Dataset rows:
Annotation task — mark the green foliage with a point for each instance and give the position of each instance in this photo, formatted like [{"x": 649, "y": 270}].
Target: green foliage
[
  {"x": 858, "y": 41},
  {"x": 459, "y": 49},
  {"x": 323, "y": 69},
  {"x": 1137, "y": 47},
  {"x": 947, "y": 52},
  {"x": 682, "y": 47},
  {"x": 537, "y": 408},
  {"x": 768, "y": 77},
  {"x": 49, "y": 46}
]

▶ PROBLEM DETAILS
Render each line of the records above as a JSON array of strings, one string per line, skipping any blank lines.

▶ PROBLEM SOLUTION
[
  "Annotation task — mark the green foliage with a point for each instance and give the position of each instance in this photo, formatted like [{\"x\": 649, \"y\": 270}].",
  "Target: green foliage",
  "[",
  "  {\"x\": 858, \"y\": 41},",
  "  {\"x\": 459, \"y\": 49},",
  "  {\"x\": 323, \"y\": 69},",
  "  {\"x\": 1137, \"y\": 47},",
  "  {\"x\": 947, \"y\": 52},",
  "  {\"x\": 682, \"y\": 47},",
  "  {\"x\": 537, \"y\": 408},",
  "  {\"x\": 768, \"y\": 77},",
  "  {\"x\": 49, \"y\": 46}",
  "]"
]